Why We Don’t Have Good Leaders Who Last, Part 42

The Lord had me right where He wanted me.  After eight years of youth ministry and twelve years of church ministry…after 20 years of a lot of DOING, the Lord was moving me to a position of BEING.  I couldn’t do much after five rounds of chemotherapy and 37 radiation treatments.  My body was weak, my mouth and throat were constantly raw, and the only way I could communicate was by writing words on my children’s Magna-Doodle.  My almost-permanent place of residence was the living room couch where I constantly watched TV.  My wife and I watched MASH and it brought temporary laughter during a depressing time.  Sometimes we would watch the Food Network and Deanne would tell me, “One day…one day,” giving me hope that my feeding tube would be removed one day and I could eat via my mouth again.

But TV would provide a temporary diversion for only so long.  Sleep evaded me but pain was my constant companion.  I tried to read the Bible but my medications made my thoughts foggy and I couldn’t concentrate on the written words in front of me.  I tried to pray but my anxiety afforded me only scant minutes to supplicate.  My times of prayer consisted of short phrases, “I trust you, Lord,” “I love you, Lord,” “Whatever will bring you greater glory, Lord.”  The Lord had me right where He wanted me.

__Data__:
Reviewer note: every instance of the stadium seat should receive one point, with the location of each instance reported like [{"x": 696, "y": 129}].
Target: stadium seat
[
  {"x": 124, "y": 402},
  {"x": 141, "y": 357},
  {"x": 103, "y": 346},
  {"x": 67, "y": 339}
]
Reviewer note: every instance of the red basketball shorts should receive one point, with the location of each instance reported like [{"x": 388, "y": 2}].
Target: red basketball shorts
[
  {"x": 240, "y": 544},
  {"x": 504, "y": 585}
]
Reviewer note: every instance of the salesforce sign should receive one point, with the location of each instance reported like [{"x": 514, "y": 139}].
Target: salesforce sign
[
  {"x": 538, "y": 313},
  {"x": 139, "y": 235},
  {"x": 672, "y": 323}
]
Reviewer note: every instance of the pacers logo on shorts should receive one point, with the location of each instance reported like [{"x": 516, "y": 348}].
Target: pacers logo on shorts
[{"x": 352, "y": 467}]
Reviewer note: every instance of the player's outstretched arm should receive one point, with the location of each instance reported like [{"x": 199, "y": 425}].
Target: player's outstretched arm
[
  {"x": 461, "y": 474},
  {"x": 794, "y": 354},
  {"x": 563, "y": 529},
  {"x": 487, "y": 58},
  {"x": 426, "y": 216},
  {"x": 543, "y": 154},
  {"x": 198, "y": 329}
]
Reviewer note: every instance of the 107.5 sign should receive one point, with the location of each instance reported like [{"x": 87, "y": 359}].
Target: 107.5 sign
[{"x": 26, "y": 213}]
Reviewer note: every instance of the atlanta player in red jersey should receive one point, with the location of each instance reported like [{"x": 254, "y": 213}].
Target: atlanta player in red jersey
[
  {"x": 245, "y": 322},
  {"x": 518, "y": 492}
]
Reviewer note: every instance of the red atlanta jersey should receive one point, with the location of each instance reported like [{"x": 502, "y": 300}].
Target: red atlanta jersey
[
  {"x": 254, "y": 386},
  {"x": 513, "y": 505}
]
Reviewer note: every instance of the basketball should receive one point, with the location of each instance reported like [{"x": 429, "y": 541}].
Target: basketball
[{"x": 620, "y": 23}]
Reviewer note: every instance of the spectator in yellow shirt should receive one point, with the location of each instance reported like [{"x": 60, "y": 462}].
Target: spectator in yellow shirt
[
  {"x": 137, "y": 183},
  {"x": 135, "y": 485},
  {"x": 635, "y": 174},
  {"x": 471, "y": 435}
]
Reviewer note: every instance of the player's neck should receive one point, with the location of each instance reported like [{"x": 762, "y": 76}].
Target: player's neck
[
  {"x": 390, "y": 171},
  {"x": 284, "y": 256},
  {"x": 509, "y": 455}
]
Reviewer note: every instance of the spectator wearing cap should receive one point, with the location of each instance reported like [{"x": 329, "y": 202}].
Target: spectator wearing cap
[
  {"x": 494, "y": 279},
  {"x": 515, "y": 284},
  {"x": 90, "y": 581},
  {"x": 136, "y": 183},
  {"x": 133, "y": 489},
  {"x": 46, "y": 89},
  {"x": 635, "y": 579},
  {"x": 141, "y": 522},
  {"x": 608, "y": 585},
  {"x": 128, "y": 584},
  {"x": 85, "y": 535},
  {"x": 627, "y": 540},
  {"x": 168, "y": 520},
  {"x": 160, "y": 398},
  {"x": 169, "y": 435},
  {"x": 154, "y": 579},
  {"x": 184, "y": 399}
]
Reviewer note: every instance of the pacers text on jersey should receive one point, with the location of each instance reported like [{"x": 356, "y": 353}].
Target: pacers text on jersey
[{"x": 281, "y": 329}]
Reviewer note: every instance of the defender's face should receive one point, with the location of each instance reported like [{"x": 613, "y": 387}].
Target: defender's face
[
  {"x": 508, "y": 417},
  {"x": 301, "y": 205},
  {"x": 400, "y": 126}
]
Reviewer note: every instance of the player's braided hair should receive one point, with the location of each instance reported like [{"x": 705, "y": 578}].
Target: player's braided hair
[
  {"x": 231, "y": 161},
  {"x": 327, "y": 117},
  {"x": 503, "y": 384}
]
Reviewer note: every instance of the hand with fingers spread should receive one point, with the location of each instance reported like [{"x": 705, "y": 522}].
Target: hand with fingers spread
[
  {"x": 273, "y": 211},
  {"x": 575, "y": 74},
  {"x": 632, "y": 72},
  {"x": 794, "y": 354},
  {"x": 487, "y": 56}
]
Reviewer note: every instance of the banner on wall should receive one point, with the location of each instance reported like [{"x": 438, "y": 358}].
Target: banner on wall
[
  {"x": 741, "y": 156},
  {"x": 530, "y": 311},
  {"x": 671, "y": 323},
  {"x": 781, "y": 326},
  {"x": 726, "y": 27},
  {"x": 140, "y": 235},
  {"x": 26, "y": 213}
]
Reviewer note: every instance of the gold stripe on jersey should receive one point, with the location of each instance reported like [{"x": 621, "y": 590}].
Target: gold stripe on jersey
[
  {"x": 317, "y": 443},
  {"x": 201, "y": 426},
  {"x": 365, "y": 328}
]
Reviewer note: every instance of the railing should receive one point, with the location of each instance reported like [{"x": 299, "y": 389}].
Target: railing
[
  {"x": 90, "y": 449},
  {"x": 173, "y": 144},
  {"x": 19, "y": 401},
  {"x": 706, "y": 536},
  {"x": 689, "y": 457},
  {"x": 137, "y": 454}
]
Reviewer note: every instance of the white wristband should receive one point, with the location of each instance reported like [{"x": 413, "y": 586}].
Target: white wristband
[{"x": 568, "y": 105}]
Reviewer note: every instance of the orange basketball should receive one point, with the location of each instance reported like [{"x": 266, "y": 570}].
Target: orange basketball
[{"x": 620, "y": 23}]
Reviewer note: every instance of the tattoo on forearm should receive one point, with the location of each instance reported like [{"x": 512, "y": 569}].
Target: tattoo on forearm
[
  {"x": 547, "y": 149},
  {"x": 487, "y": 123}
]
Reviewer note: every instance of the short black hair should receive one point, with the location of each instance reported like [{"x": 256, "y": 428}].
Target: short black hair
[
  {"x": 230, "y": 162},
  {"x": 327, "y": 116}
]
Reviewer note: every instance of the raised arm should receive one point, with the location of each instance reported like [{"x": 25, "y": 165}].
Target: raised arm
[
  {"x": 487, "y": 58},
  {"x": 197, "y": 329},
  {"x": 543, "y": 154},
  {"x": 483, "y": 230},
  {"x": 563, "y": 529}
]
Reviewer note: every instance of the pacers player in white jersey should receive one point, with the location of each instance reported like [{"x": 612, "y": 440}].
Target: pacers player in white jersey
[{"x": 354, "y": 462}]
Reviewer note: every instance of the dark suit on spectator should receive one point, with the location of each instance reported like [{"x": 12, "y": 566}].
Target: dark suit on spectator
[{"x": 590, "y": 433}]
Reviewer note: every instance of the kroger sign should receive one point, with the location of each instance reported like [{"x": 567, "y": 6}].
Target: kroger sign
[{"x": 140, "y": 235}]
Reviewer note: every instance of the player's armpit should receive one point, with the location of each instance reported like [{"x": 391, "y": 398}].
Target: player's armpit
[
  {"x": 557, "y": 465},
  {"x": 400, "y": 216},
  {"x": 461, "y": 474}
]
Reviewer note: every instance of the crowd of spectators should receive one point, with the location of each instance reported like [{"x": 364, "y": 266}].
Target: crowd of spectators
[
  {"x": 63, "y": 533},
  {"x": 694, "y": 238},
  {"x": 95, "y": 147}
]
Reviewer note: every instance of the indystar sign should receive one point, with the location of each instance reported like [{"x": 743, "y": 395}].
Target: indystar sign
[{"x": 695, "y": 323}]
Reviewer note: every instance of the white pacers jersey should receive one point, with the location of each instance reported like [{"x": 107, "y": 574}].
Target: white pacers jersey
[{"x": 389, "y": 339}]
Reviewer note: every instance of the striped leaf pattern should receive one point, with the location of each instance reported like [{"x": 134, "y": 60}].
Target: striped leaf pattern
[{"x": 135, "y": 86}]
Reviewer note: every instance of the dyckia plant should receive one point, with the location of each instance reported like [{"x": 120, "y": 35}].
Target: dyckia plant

__What this exercise asks__:
[A] Decide whether each statement agrees with the passage on chemotherapy and prayer, answering yes or no and quoting the words of the passage that settle it: (i) the treatments included 37 radiation treatments; (ii) the medications did not get in the way of reading the Bible; (iii) while they watched the Food Network, Deanne offered hope about eating by mouth again.
[B] Continue the passage on chemotherapy and prayer from its last sentence.
The records were taken from a different source than the passage on chemotherapy and prayer.

__Exercise responses__:
[A]
(i) Yes: "five rounds of chemotherapy and 37 radiation treatments"
(ii) No: "my medications made my thoughts foggy and I couldn’t concentrate on the written words in front of me"
(iii) Yes: "Deanne would tell me, “One day…one day,” giving me hope that my feeding tube would be removed one day and I could eat via my mouth again"

[B]
Some would call the season I was going through “The Dark Night of the Soul,” referring to a 16th century Catholic poem describing the painful journey people go through as they go deep with God.  This is not something the typical church talks about because no one wants to talk about suffering, pain, and lostness.  Most messages I’ve heard lean towards victory, overcoming, and rising above.  But there is something to be said about navigating difficult and painful situations.  Valuable lessons can be learned through valleys as well as peaks.  As a Church, I think we’ve lost the ability to lament.

For me, this was a season of loss.  Not just in the ability to work and support my family, but in the simple things of hugging my children, eating a meal, or sleeping through the night.  I had difficulty doing everything that was once normal.  Every waking moment was a struggle.  There was a sense that my desire for normalcy was futile and nothing would ever be the same again.  It was the Dark Night of My Soul.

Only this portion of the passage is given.